*** Opening of DATA RECORDS ***
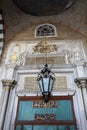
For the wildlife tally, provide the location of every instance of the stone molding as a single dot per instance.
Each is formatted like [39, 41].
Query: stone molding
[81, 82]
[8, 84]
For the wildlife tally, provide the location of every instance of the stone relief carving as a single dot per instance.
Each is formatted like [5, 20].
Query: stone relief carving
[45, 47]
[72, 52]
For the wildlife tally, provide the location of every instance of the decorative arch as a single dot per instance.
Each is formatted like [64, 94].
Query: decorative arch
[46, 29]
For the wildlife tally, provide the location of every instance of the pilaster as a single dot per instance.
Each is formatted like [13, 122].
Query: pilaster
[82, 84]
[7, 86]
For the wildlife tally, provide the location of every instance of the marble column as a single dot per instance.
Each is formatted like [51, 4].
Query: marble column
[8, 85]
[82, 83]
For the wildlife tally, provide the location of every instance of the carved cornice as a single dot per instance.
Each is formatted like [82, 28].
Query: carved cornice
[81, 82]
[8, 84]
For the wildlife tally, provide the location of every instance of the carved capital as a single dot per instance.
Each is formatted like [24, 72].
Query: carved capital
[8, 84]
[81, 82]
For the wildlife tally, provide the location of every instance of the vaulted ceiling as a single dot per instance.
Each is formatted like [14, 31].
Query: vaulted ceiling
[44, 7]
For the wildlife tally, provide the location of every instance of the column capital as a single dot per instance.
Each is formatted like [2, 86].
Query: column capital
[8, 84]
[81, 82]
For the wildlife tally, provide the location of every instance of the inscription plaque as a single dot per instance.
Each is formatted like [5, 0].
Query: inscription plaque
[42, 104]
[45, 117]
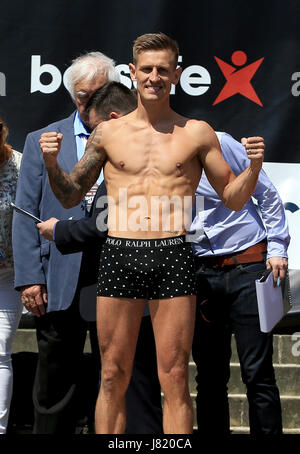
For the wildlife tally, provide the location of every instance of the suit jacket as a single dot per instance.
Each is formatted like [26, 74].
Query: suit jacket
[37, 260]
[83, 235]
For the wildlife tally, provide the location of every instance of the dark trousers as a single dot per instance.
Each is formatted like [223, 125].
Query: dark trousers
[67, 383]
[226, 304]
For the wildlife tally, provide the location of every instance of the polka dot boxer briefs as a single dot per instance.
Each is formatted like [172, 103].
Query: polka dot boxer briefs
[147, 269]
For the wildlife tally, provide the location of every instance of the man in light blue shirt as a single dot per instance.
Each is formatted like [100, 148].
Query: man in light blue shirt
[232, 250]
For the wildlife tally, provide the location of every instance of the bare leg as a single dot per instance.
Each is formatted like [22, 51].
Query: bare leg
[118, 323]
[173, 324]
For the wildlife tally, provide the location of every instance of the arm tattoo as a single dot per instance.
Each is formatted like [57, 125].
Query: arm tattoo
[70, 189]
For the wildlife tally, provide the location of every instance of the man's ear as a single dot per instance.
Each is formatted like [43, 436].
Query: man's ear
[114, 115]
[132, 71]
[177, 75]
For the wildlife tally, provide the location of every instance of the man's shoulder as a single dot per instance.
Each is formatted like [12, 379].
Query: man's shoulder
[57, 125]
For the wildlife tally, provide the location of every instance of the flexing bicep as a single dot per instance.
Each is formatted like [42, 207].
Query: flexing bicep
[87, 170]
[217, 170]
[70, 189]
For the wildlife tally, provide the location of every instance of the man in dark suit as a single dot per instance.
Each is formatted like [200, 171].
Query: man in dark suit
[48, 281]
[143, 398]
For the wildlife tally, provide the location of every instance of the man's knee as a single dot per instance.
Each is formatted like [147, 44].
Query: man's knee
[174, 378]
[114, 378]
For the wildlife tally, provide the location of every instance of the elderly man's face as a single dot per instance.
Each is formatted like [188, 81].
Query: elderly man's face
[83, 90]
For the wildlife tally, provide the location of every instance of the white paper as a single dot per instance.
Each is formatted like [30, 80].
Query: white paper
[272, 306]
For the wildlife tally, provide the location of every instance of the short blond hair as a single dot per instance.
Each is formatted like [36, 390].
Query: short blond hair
*** Close of DATA RECORDS ***
*** Opening of DATA RECORDS ***
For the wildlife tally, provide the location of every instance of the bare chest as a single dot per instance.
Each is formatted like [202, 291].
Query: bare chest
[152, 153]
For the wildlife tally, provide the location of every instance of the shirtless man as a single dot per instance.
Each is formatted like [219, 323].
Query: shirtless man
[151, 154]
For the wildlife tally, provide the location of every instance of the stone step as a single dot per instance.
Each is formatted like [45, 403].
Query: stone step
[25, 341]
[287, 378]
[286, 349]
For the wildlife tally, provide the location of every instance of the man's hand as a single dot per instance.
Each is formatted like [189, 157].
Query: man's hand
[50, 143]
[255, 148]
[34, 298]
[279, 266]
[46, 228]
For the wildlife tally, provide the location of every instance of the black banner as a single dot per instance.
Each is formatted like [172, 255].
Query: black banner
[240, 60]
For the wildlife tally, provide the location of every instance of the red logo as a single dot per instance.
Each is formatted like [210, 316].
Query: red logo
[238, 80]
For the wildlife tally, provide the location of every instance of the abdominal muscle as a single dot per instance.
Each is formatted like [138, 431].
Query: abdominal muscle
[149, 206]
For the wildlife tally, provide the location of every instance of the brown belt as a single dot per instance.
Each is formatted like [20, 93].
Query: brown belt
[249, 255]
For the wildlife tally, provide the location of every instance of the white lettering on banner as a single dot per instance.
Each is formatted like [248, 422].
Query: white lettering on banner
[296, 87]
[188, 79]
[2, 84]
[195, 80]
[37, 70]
*** Close of DATA RECORDS ***
*** Opening of DATA RECORDS ***
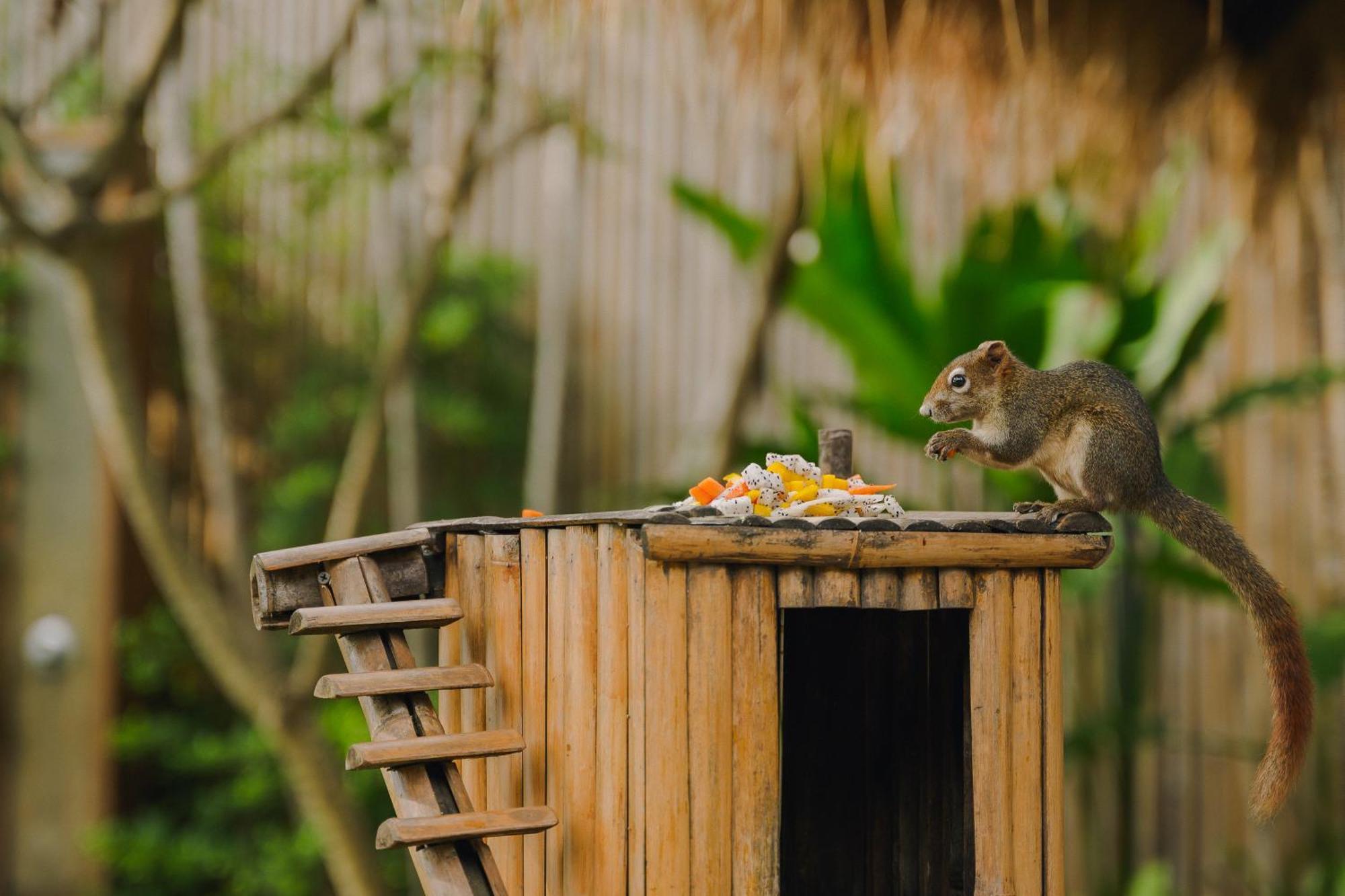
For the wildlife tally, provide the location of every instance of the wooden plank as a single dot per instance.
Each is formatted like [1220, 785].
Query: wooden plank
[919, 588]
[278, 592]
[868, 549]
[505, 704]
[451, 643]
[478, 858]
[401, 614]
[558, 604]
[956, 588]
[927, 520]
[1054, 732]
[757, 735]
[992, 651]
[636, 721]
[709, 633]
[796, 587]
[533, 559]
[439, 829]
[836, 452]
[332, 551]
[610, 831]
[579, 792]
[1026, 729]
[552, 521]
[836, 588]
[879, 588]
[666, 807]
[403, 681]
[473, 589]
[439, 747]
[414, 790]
*** Close of DATA RECORDS ***
> _EXERCISE_:
Which lines of the data contain the string "hair"? Copy each of them.

> _ANSWER SECTION_:
For the wildlife tally, provide the location of every instance of the short blond hair as a single dot per instance.
Query: short blond hair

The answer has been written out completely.